__Work instruction__
Reproduce word for word the stretch of the blog post below from "not another baked" through "but delicious nonetheless)".

__Excerpt provided__
Monday, September 21, 2009

not another baked good...

Hiya!
I know it’s been a while since I posted anything... and it's not because I haven't wanted to... it's just that I've been busy – you know, taking advantage of the sunshine to get out on my bike, seeing friends, trying new activities (yay rock climbing) and attending a wedding. Sigh. It was a BEAUTIFUL wedding - I would say just about perfect - and the cake was delish :0) (not one of my creations, but delicious nonetheless)

I took advantage of the incredible warm weather yesterday and ran around the Ottawa market picking up my weekly stash of veggies. It was there that I found myself face-to-face with a pile of beets. Yes, the beetroot, my love of this vegetable has not diminished over time; it only seems to grow stronger and stronger. I could perfectly imagine roasting the beets, pouring warm balsamic vinegar on top of them and then sprinkling them with coarse sea salt... that to me is perfection in a bowl. But I seem to be digressing… :0)

I had set out knowing that I would be using some of the quinoa that my mother had brought back from Italy for me. Rather than cooking the quinoa and making it a side dish, I decided to create another “one-pot” meal; allowing me to grill my vegetables, boil my quinoa, sauté a block of tofu and whisk together a maple-mustard vinaigrette. The result was a HUGE bowl of salad – enough to feed me at lunch this week – which means, BEETS EVERYDAY!!!!! Whoot! (enjoy)

__Stored data__

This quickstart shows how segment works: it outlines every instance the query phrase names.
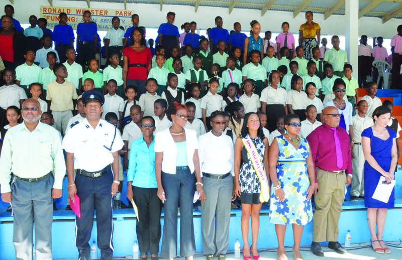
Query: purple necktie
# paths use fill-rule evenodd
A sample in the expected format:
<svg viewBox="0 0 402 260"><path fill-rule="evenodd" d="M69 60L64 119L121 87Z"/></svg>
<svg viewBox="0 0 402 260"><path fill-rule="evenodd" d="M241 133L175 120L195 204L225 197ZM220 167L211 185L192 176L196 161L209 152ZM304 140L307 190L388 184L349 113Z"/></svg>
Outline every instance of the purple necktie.
<svg viewBox="0 0 402 260"><path fill-rule="evenodd" d="M336 166L339 170L342 170L343 166L343 159L342 158L342 151L341 149L341 142L339 141L339 137L336 133L336 128L331 127L331 129L334 131L334 139L335 141Z"/></svg>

__Response to the exercise__
not another baked good...

Hiya!
I know it’s been a while since I posted anything... and it's not because I haven't wanted to... it's just that I've been busy – you know, taking advantage of the sunshine to get out on my bike, seeing friends, trying new activities (yay rock climbing) and attending a wedding. Sigh. It was a BEAUTIFUL wedding - I would say just about perfect - and the cake was delish :0) (not one of my creations, but delicious nonetheless)